Required task 1 ▸ According to the catalyst loading text, at about what loading amount of chromium does the MCH conversion rate start to decrease?

Extract to read ▸
____

From Table 3 for assessing the effect of the loading amount of chromium, it can be seen that when the loading amount of chromium is increased to about 3.0 wt %, the MCH conversion rate starts to decrease. In the case of chromium, with the loading amount of 0.5 wt %, the TOL selectivity is approximately equivalent to that of Comparative Example 3, and the loading to 1.0 wt % or greater is effective for increasing the selectivity. On the other hand, regarding the amount of carbon production, the results show that there is no significant influence so long as the loading amount of chromium is 0.5 wt % or greater.

TABLE 4
accelerated test effect of the loading amount of Mo
	after 20 hours	after 140 hours
	second component		MCH		MCH		amount of
	loading		conversion	TOL	conversion	TOL	carbon
catalyst		amount	Pt	rate	selectivity	rate	selectivity	production
No.	element	(wt %)	(wt %)	(%)	(%)	(%)	(%)	(wt %)
7	Example 3	Mo	1.3	1.0	98.5	99.9	96.2	99.9	0.8
15	Example 11	Mo	0.5	1.0	97.7	99.9	94.5	99.9	0.8
16	Example 12	Mo	2.0	1.0	97.2	99.9	90.4	99.8	0.7

From Table 4 for assessing the effect of the loading amount of molybdenum, it can be seen that in the cases where the loading amount of molybdenum was 0.5 wt % and 2.0 wt %, the MCH conversion rate was slightly low compared to the case where the loading amount of molybdenum was 1.3 wt %, and that the most favorable MCH conversion rate and stability were demonstrated in the case where, the loading amount of molybdenum was 1.0 wt % or greater.

____

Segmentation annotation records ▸
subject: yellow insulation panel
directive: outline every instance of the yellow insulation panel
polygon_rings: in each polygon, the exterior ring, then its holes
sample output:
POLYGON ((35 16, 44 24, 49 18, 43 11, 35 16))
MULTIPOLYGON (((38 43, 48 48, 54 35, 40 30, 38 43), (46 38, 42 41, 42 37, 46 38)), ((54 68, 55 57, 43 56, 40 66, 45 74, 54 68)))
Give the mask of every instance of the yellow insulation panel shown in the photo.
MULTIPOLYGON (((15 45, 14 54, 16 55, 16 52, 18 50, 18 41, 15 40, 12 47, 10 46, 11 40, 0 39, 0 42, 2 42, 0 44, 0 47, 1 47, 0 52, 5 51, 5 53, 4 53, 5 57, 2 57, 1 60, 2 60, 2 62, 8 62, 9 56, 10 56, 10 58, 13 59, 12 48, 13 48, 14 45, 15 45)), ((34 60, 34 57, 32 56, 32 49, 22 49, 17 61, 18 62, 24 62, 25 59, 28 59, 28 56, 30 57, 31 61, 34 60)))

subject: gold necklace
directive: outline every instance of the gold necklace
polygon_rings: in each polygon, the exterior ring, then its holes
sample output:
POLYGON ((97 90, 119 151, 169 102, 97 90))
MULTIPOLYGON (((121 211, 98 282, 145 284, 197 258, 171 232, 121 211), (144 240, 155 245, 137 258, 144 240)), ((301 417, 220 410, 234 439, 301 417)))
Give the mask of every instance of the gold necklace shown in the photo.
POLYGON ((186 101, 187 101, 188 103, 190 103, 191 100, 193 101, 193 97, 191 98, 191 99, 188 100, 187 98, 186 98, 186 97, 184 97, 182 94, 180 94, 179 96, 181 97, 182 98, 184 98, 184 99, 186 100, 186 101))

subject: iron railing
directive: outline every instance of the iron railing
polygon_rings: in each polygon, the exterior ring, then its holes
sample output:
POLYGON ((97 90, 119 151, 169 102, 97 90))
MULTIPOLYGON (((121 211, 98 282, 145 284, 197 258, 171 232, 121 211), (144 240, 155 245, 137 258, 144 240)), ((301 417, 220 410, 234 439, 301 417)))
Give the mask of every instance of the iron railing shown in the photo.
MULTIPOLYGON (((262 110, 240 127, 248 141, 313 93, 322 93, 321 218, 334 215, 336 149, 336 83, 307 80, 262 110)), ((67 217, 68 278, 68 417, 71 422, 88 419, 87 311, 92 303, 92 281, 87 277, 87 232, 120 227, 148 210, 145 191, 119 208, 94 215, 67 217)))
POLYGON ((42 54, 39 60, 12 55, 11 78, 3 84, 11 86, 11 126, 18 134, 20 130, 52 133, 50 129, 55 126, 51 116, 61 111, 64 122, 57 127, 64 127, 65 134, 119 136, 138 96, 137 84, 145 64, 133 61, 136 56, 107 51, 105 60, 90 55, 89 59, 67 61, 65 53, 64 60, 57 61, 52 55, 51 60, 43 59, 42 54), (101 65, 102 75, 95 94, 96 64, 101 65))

____

Required task 2 ▸ Turn the records, from their first line through the line containing "MULTIPOLYGON (((15 45, 14", inclusive, into a JSON list of strings. Use one string per line and leave out blank lines.

Answer 1 ▸ About 3.0 wt %.

Answer 2 ▸
[
  "subject: yellow insulation panel",
  "directive: outline every instance of the yellow insulation panel",
  "polygon_rings: in each polygon, the exterior ring, then its holes",
  "sample output:",
  "POLYGON ((35 16, 44 24, 49 18, 43 11, 35 16))",
  "MULTIPOLYGON (((38 43, 48 48, 54 35, 40 30, 38 43), (46 38, 42 41, 42 37, 46 38)), ((54 68, 55 57, 43 56, 40 66, 45 74, 54 68)))",
  "Give the mask of every instance of the yellow insulation panel shown in the photo.",
  "MULTIPOLYGON (((15 45, 14 54, 16 55, 16 52, 18 50, 18 41, 15 40, 12 47, 10 46, 11 40, 0 39, 0 42, 2 42, 0 44, 0 47, 1 47, 0 52, 5 51, 5 53, 4 53, 5 57, 2 57, 1 60, 2 60, 2 62, 8 62, 9 56, 10 56, 10 58, 13 59, 12 48, 13 48, 14 45, 15 45)), ((34 60, 34 57, 32 56, 32 49, 22 49, 17 61, 18 62, 24 62, 25 59, 28 59, 28 56, 30 57, 31 61, 34 60)))"
]